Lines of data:
┄┄┄┄┄┄┄┄┄┄
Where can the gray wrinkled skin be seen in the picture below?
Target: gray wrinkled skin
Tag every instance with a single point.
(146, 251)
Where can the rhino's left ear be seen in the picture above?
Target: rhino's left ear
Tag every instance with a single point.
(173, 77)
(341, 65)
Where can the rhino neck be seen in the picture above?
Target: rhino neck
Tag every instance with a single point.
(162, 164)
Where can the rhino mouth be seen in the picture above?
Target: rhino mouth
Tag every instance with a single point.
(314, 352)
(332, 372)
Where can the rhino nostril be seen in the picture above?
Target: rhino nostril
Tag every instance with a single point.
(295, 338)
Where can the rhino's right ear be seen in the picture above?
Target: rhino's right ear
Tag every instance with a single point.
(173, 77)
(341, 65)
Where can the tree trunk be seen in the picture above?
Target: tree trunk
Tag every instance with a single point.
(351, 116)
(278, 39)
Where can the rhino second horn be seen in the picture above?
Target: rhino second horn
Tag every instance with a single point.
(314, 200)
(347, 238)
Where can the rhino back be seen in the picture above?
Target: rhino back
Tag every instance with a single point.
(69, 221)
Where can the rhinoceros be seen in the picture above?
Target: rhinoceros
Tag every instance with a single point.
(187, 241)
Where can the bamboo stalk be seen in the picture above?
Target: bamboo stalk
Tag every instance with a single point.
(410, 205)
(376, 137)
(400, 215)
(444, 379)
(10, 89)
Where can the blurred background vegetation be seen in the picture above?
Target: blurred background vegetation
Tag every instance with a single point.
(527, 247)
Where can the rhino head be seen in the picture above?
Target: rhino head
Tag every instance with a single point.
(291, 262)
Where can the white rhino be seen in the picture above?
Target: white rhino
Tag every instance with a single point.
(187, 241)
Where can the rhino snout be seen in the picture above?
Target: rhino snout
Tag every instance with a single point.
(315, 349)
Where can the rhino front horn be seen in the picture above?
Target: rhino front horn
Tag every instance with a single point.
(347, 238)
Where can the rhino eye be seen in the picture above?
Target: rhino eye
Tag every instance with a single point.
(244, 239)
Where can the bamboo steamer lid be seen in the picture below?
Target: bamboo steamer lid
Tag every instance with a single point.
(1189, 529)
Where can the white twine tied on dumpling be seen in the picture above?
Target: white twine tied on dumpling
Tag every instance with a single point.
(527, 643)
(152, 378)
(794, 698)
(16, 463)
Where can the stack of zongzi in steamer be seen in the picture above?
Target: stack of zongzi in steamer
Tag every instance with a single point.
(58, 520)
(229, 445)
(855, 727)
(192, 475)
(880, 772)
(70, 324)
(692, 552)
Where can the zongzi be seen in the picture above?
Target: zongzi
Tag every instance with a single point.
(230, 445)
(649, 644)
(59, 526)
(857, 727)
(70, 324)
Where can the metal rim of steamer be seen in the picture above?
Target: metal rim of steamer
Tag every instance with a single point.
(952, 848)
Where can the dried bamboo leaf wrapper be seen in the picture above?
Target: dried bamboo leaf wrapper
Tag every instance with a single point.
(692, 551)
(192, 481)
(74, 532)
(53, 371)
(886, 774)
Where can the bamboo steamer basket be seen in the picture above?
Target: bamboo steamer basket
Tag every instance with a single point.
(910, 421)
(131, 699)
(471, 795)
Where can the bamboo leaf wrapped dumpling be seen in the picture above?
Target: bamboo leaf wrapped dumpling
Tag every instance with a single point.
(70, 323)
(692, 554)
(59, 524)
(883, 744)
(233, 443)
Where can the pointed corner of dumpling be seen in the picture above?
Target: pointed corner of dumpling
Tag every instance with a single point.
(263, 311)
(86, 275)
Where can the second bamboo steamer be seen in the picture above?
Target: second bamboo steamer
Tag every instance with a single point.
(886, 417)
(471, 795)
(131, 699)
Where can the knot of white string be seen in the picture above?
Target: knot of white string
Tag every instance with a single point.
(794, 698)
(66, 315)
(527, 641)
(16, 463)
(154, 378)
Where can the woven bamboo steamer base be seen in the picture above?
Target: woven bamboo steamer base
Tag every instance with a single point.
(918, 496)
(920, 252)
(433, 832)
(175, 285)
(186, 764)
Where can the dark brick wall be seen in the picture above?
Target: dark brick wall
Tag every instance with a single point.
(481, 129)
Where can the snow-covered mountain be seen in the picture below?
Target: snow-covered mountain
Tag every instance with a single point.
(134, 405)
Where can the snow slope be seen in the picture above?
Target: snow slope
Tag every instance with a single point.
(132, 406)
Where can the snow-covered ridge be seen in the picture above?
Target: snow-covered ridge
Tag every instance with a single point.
┄┄┄┄┄┄┄┄┄┄
▶ **SET PROBLEM**:
Can you rewrite the listing above with every "single point" changed to "single dot" and everything else left unchanged?

▶ **COMPLETE RESPONSE**:
Where can the gray wrinkled skin be seen in the picture below?
Target: gray wrinkled skin
Tag every instance with a single dot.
(146, 251)
Where can the rhino's left ear be seen in the picture above?
Target: rhino's left ear
Tag every instance with a single dot.
(173, 77)
(341, 65)
Where can the rhino neck be seen in the picture above?
Target: rhino neck
Tag every instance with a single dot.
(162, 164)
Where can the rhino mouth be seen in the picture above?
Target: rhino mouth
Tag every instance with a single dot.
(314, 352)
(332, 372)
Where can the rhino nostril be seen in the picture above?
Target: rhino nostril
Tag every instance with a single dot.
(295, 338)
Where can the rhino's right ear be seen in the picture above?
Target: rhino's right ear
Tag every instance with a single dot.
(173, 77)
(341, 65)
Where can the tree trunk be seen in the picture above?
Target: tree trunk
Tag every instance with a single dot.
(351, 116)
(278, 39)
Where can the rhino second horn be seen in the picture above?
Target: rhino second horn
Tag every instance with a single dot.
(314, 200)
(347, 238)
Where can the rhino back be seen in the picture above?
Target: rhino back
Tag every instance with a single dot.
(69, 221)
Where can the rhinoceros be seen in the picture above?
Target: rhinoceros
Tag every instance with a single dot.
(187, 241)
Where can the bamboo stalk be seen in the picture above?
Target: bamboo stalk
Tag every instance with a single dot.
(410, 205)
(376, 137)
(400, 215)
(444, 379)
(10, 89)
Where can the blurred background vegetation be seen in the picture above?
Target: blurred background vegetation
Tag every instance with a single dot.
(527, 247)
Where can the rhino head be seen in the picture above?
Target: rhino head
Tag every instance with a single dot.
(291, 262)
Where can the white rhino be seen in the picture above?
Target: white rhino
Tag every instance with a single dot.
(187, 241)
Where can the rhino snout be seen in the picture above?
Target: rhino snout
Tag every instance with a single dot.
(315, 349)
Where can the rhino front horn be seen in the picture above?
Target: rhino front horn
Tag every instance with a single dot.
(347, 238)
Where can the rhino eye be seen in the picture above?
Target: rhino eye
Tag every instance with a single dot.
(244, 239)
Where can the bamboo steamer lid be seen in the picture below?
Target: bamboo steamer lid
Tag every instance with a single dot.
(1189, 529)
Where can the white twine tied on dumpling be seen in the picture above?
Target: white twine tied on dumpling
Tag every instance with a single dot.
(527, 643)
(152, 378)
(794, 698)
(16, 463)
Where can the stack of zongzi in steamer be seen in the picture above?
Target: stack of zongzi in steamer
Tag every instance with a single dot.
(58, 520)
(229, 445)
(855, 727)
(192, 475)
(880, 772)
(70, 324)
(692, 552)
Where can the zongzi be seen in the picture above?
Target: zongzi
Tag every instance with a single dot.
(230, 445)
(649, 644)
(59, 526)
(857, 727)
(70, 324)
Where can the metal rim of steamer be seen in the picture above?
Target: metal rim of steamer
Tag every instance with a single dot.
(952, 848)
Where can the dried bamboo leaf wrapper be seen in the picture above?
Target: dried bamboo leaf wrapper
Tag every instance with a single dot.
(692, 551)
(192, 481)
(74, 532)
(53, 371)
(886, 774)
Where can the bamboo steamer basket be seen in the picture above?
Target: bamboo steamer basket
Tag every instance with a single dot.
(910, 421)
(131, 699)
(471, 795)
Where can the bamboo leaf wrapped dumpling be seen in the picture above?
Target: bamboo leaf wrapped dumpling
Tag every instance with a single dot.
(70, 323)
(692, 554)
(59, 524)
(883, 744)
(233, 443)
Where can the pointed corner of dumpling be seen in the picture above?
Target: pointed corner of dumpling
Tag every instance with a single dot.
(263, 311)
(86, 275)
Where can the second bamboo steamer be seen in the picture above?
Target: second bamboo steamer
Tag every instance with a single dot.
(886, 417)
(471, 795)
(131, 699)
Where can the knot of white string be seen in the picture above?
Target: knot of white string
Tag every instance with a single dot.
(794, 698)
(66, 315)
(527, 641)
(16, 463)
(154, 378)
Where can the woven bamboo steamer base be seen in the picture above?
Target: woven bamboo steamer base
Tag every instance with a single dot.
(918, 496)
(920, 252)
(433, 832)
(175, 285)
(186, 764)
Where can the dark brick wall be seen in the picture above?
Target: dark brick wall
Tag every instance with a single dot.
(481, 129)
Where can the snow-covered mountain be seen in the picture below?
Target: snow-covered mountain
Tag every instance with a single dot.
(134, 405)
Where can the snow slope be seen in the picture above?
Target: snow slope
Tag every instance with a single dot.
(132, 406)
Where can the snow-covered ridge be seen in the picture above?
Target: snow-covered ridge
Tag every instance with a single dot.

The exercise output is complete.